Stated task:
From the listing below, copy out every line that contains the string "porch" and leave out all other lines.

Input records:
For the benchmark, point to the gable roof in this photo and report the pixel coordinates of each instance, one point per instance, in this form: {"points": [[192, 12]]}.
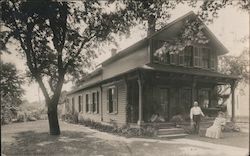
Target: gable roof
{"points": [[163, 30]]}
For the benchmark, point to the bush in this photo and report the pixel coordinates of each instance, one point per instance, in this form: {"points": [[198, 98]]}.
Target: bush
{"points": [[71, 118], [177, 119], [125, 130], [231, 127]]}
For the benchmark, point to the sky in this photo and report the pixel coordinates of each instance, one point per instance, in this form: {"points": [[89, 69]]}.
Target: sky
{"points": [[230, 27]]}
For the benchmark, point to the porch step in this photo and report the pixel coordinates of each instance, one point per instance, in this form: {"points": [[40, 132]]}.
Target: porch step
{"points": [[166, 125], [170, 131], [172, 136]]}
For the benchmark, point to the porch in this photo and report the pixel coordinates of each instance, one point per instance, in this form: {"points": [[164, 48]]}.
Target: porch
{"points": [[170, 91]]}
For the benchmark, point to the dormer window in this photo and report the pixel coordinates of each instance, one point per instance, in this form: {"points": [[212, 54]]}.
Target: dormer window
{"points": [[191, 56]]}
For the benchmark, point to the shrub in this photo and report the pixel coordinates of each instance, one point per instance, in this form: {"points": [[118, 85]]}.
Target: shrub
{"points": [[125, 130], [71, 118], [231, 127], [177, 119]]}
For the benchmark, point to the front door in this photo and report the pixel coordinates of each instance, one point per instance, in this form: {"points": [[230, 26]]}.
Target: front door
{"points": [[164, 103]]}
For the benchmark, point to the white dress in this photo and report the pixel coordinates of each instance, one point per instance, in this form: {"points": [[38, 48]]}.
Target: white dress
{"points": [[215, 130]]}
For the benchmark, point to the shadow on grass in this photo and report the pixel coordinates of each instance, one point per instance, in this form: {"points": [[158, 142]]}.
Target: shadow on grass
{"points": [[68, 143]]}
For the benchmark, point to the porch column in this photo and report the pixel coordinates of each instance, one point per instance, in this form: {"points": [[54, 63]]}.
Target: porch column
{"points": [[140, 86], [233, 101], [193, 91]]}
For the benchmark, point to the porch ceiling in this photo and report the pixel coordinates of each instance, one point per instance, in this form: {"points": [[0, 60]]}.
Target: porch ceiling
{"points": [[196, 72]]}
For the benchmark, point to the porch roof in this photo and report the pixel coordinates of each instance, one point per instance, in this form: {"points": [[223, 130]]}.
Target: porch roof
{"points": [[188, 71]]}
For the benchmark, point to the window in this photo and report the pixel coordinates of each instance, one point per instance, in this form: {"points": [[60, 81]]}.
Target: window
{"points": [[97, 102], [204, 98], [94, 102], [205, 57], [197, 57], [67, 106], [80, 103], [112, 100], [73, 105], [173, 58], [212, 61], [87, 102], [188, 56], [181, 58]]}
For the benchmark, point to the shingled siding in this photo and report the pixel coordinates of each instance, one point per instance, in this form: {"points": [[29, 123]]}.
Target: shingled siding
{"points": [[126, 63], [90, 115], [120, 116]]}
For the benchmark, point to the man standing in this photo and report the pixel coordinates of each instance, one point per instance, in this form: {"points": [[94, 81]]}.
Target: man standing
{"points": [[195, 116]]}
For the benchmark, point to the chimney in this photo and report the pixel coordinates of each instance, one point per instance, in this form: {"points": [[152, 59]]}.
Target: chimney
{"points": [[151, 25], [113, 51]]}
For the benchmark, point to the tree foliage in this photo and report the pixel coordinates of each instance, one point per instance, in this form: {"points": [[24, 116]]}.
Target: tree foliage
{"points": [[11, 91], [236, 65]]}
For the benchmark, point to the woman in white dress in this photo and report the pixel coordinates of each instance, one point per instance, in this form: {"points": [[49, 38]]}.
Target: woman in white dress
{"points": [[215, 130]]}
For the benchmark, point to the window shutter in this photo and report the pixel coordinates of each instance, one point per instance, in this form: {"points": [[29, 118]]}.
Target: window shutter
{"points": [[97, 102], [87, 102], [196, 57], [212, 60], [115, 100], [181, 58], [107, 101], [90, 102]]}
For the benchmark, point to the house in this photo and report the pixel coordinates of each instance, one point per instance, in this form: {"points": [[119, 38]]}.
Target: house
{"points": [[134, 84]]}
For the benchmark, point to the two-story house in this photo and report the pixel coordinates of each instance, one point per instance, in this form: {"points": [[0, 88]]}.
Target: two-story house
{"points": [[134, 84]]}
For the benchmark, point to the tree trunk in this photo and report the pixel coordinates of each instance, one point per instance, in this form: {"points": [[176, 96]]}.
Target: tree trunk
{"points": [[53, 119]]}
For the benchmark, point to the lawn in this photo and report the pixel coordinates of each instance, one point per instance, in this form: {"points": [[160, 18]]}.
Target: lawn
{"points": [[32, 138], [237, 139]]}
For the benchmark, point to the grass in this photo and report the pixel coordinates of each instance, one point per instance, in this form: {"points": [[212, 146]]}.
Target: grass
{"points": [[32, 138], [236, 139]]}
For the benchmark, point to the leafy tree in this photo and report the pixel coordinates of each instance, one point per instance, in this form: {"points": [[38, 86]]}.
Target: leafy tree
{"points": [[11, 90], [237, 66], [59, 39]]}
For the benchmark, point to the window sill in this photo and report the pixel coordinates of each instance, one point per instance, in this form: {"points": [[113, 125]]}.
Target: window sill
{"points": [[113, 113]]}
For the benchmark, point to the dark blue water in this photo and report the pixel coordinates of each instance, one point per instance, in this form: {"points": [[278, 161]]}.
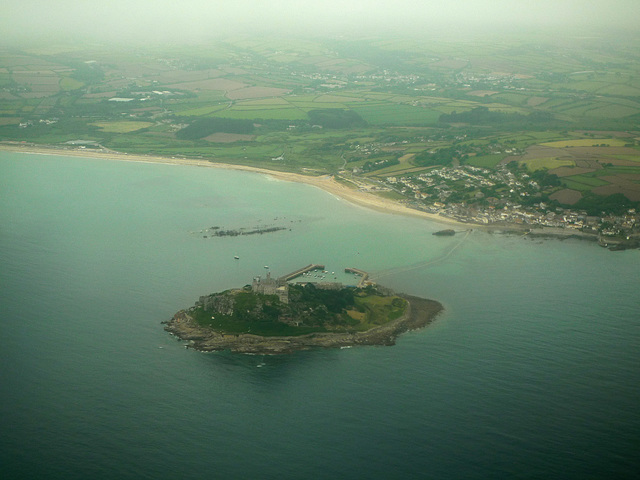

Problem solution:
For the benchmark, point to the porch step in this photo and report the pixel coordinates of each instance, one point per instance, in this form: {"points": [[40, 132]]}.
Target: porch step
For the benchmark, point to the porch in this photo and report the pixel coordinates of each instance, one point per instance, in this form: {"points": [[164, 48]]}.
Target: porch
For the benchmark, point to the porch column in this photo and report the pixel coordinates of each instance, one point per instance, in this form: {"points": [[54, 63]]}.
Target: porch column
For the benchmark, point to the porch ceiling in this photo and report the pixel coordinates of each instance, one point per instance, in this form: {"points": [[0, 60]]}.
Target: porch ceiling
For the benchmark, point to the porch roof in this photo and report the pixel coordinates of each instance, one point per instance, in this form: {"points": [[223, 130]]}.
Target: porch roof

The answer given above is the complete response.